→ **Activity A**
In the article on choosing a halfway house and treatment center, what share of the 23.5 million people who needed treatment in 2009 actually received it?
→ **Activity B**
Pick up the article on choosing a halfway house and treatment center right after its last line and keep writing it.

Finding a Halfway House & Treatment Center That Works for You

Finding a Halfway House & Treatment Center That Works for You | Transcend Recovery Community

Drug and alcohol abuse continues to increase in the United States. According to the National Institute on Drug Abuse (NIDA), almost 2.1 million hospital visits in 2009 were the result of drug abuse. Also, according to the National Survey on Drug Use and Health (NSDUH), 23.5 million people 12 years of age and older needed treatment for an illicit drug or alcohol abuse problem in 2009. Sadly, of these, only 11.2 percent received treatment. Furthermore, recent studies have shown that approximately 53 percent of adults in the United States have reported that one or more of their close relatives has a drinking problem. And, in 2009, an estimated 30.2 million people 12 or older reported driving under the influence of alcohol at least once in the past year.

For those who seek treatment, whether it was the result of an intervention or personal choice, it is a commendable journey to undertake. Choosing a drug or alcohol rehab center is an incredibly important decision, and one that involves a variety of factors.

However, first, it’s important to know that typically the process of treatment includes living at a treatment center and then residing at a transitional living home, such as a halfway house. The first is to detox and medically tend to the addiction and physical ramifications of ending the alcohol or drug intake. Then, a halfway house provides the opportunity to make the transition from an addicted life to sober living.

Before choosing a treatment center, individuals and families should ask the following questions:

  1. Does the center provide on-site assessment?
  2. Will the facility develop a comprehensive treatment plan for the addict, one that will be constantly monitored, updated, and modified as treatment progresses?
  3. Is the facility safe?
  4. Is the facility private?
  5. What are the credentials and experience of the professionals and members of the treatment team?
  6. Is the facility location ideal for the addict?
  7. What will treatment cost?  Is the cost covered by insurance?
  8. Is there a financial aid option or some type of financing or scholarship available?
  9. Is the program geared toward the addict’s age, gender, and severity of the addiction?
  10. Is the center able to provide a comprehensive treatment program that treats all aspects of the addict, and not just the destructive behavior of the addiction?
  11. Does the center have any affiliations with hospitals and research groups that keep it on the cutting edge of addiction treatment?
  12. What treatment approaches does this program use regarding detoxification?

→ **Study material**
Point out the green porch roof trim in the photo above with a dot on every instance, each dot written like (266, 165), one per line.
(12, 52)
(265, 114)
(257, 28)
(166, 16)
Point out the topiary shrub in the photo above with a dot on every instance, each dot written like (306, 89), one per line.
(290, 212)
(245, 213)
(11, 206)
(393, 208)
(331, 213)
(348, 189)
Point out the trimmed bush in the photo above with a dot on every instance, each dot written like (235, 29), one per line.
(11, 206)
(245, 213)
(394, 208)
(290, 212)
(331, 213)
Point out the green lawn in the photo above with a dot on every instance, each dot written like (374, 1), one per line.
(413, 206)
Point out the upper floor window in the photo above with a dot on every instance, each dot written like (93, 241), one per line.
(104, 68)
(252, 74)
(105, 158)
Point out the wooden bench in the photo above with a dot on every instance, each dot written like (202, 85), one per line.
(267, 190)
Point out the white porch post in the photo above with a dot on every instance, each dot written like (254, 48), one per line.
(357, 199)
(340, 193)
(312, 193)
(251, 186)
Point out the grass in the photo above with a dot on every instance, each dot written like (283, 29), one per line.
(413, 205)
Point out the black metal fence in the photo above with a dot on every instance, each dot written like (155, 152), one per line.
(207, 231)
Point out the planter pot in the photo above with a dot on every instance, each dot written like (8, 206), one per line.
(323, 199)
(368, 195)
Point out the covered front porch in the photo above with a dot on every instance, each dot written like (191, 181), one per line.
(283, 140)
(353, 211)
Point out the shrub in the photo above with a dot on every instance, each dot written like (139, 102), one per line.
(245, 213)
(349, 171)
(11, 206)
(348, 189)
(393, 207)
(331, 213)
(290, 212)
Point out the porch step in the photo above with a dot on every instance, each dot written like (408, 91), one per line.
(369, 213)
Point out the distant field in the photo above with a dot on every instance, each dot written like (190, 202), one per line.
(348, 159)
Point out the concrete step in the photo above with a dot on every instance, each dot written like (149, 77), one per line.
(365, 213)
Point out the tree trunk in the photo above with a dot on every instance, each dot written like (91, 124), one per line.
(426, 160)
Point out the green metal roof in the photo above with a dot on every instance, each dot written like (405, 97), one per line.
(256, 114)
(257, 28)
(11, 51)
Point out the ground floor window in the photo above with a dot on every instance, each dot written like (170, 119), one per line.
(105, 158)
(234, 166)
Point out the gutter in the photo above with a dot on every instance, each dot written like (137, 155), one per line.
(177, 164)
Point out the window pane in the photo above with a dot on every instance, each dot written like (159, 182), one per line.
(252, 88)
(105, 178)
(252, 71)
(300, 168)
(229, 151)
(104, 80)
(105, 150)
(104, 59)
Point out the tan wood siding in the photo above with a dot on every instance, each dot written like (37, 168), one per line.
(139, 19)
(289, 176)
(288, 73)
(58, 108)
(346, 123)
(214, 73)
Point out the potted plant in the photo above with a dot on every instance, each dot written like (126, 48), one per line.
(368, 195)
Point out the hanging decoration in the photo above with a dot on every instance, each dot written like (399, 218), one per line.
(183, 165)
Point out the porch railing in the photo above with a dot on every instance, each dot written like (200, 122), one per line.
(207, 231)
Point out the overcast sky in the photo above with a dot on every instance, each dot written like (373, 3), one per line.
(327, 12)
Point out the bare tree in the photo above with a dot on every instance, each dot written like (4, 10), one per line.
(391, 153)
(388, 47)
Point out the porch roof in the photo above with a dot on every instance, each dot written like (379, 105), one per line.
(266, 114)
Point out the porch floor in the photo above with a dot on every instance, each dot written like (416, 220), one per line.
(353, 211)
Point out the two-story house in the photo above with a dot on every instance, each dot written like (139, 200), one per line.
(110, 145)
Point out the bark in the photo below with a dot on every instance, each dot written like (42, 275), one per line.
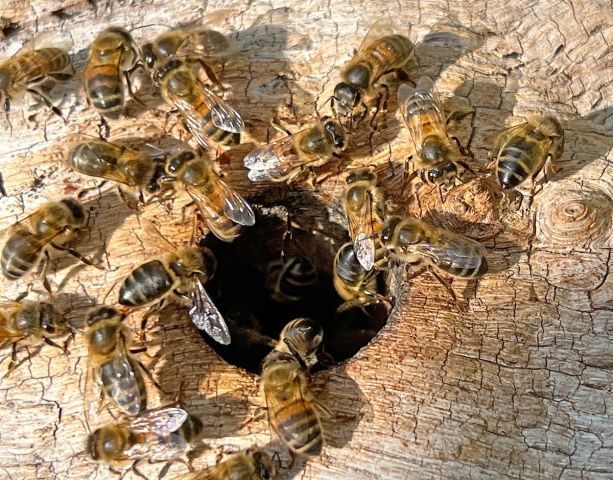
(518, 386)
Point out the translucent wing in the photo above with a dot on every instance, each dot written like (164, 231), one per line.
(206, 316)
(162, 421)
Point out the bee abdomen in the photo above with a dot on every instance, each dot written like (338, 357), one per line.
(147, 283)
(300, 428)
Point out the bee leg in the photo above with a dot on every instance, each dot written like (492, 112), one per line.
(41, 96)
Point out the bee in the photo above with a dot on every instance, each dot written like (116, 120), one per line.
(380, 53)
(292, 280)
(112, 58)
(521, 151)
(413, 241)
(34, 64)
(251, 464)
(184, 272)
(30, 322)
(160, 435)
(285, 160)
(102, 159)
(224, 211)
(205, 115)
(439, 161)
(302, 337)
(52, 225)
(365, 209)
(111, 367)
(291, 407)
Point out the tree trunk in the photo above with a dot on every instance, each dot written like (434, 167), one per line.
(517, 386)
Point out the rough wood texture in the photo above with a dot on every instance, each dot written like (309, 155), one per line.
(517, 387)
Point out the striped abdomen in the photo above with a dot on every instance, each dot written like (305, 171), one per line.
(21, 253)
(297, 425)
(148, 283)
(520, 158)
(105, 90)
(123, 383)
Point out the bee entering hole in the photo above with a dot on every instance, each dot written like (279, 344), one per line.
(278, 271)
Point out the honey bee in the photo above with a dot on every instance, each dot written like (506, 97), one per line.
(30, 322)
(413, 241)
(32, 65)
(285, 160)
(521, 151)
(251, 464)
(439, 161)
(365, 209)
(184, 272)
(159, 435)
(205, 115)
(302, 337)
(112, 58)
(292, 280)
(52, 225)
(224, 211)
(111, 367)
(380, 53)
(291, 407)
(102, 159)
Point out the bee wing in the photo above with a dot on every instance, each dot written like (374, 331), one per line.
(453, 251)
(206, 316)
(161, 421)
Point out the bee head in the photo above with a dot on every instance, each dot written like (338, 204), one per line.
(348, 96)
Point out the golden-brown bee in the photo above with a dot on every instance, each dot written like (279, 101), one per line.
(291, 407)
(413, 241)
(52, 225)
(30, 322)
(112, 58)
(381, 52)
(159, 435)
(111, 368)
(251, 464)
(521, 151)
(285, 160)
(34, 64)
(224, 211)
(439, 160)
(365, 209)
(205, 115)
(302, 337)
(182, 271)
(292, 280)
(102, 159)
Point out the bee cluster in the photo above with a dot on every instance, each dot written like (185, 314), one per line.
(178, 63)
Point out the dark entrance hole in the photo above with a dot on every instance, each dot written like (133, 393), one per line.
(254, 317)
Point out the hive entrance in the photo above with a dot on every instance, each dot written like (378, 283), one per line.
(253, 316)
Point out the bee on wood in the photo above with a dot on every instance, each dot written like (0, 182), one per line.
(520, 152)
(287, 159)
(113, 56)
(160, 435)
(34, 64)
(439, 160)
(251, 464)
(291, 406)
(415, 242)
(103, 159)
(224, 211)
(183, 272)
(364, 206)
(111, 367)
(30, 322)
(52, 225)
(382, 52)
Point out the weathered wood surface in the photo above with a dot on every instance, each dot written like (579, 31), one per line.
(517, 387)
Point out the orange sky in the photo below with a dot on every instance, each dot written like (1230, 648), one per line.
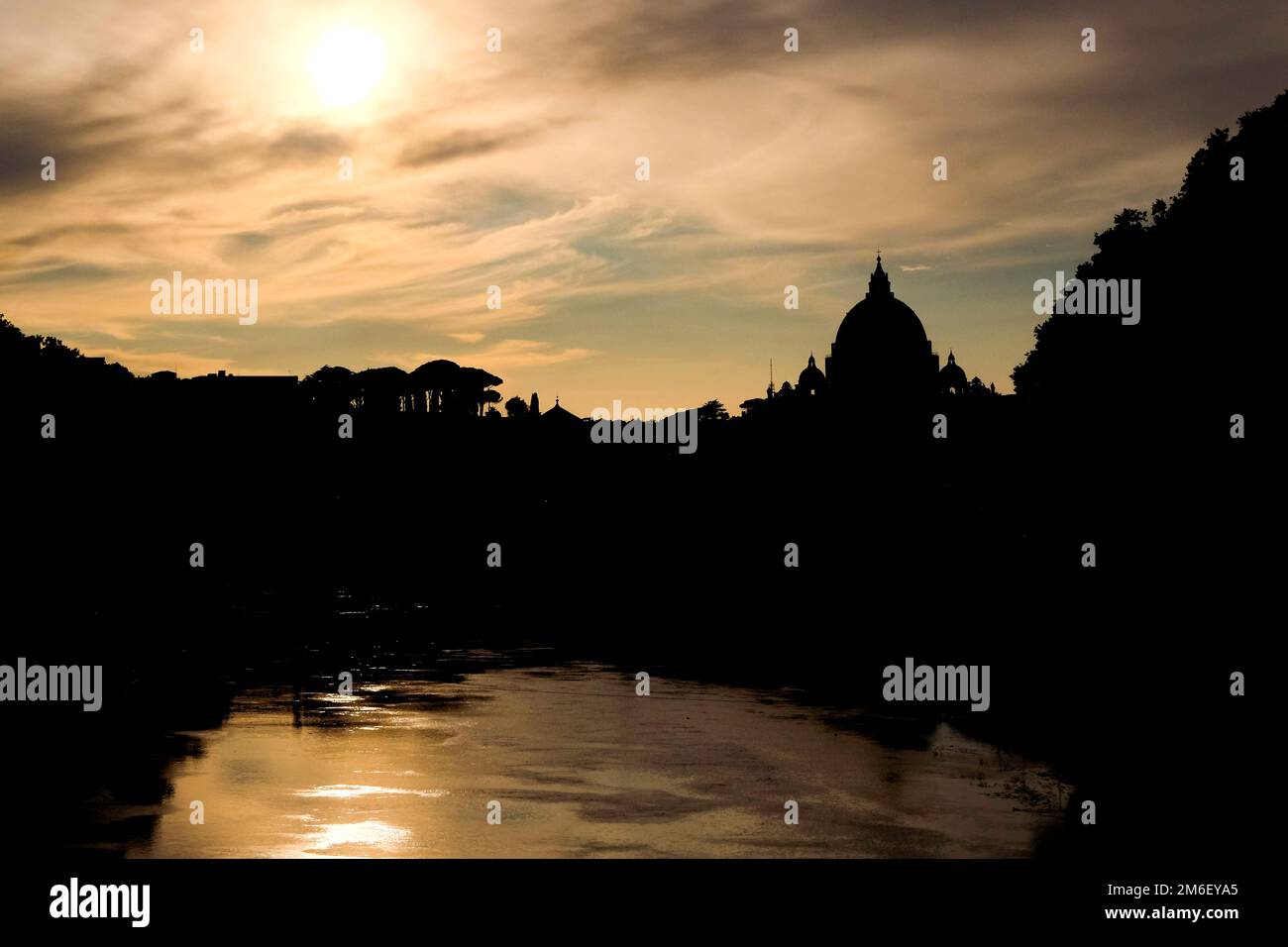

→ **Task result A**
11.2 percent

→ **Task result B**
  13. Does the treatment include individual, family, and group therapy; use of medications; cognitive-behavioral therapy; a 12-step program, relapse education and prevention; and a long-term recovery?
  14. Is the facility equipped to assess and treat co-existing disorders, such as mental health disorders?
  15. Does the center have programs in place to treat the addict’s family?
  16.  How is the family involved in the treatment process, decisions, and recovery phase?
  17. What type of ongoing treatment does the facility provide once the initial phase of treatment has been completed?
  18. Does the program provide outpatient, inpatient, residential, and short-stay options?

Once a treatment center is agreed upon, it’s best to also find a sober living home as well. To do so, ask around local AA or NA meetings about those with good reputations, or check with a respected treatment center, perhaps with the treatment center you chose.

Also, choose one that is reasonably near the meetings you will be attending. Most halfway houses accommodate residents until 6 months to a year or two of continuous sobriety or clean time. Houses that have a range or recovery time for people currently residing at the house, such as someone with one month, 90 days, and 6 months are preferable to one with all residents with under 30 days in recovery. Also, those with a live-in manager are generally better choices. Some houses have a democratic process, in which the residents choose who will be coordinator or manager.

The point of this article is to encourage investigation into the facilities you choose for your treatment. Making the decision to begin treatment is the first step; ensuring you’re in good hands during your sober living process is just as important.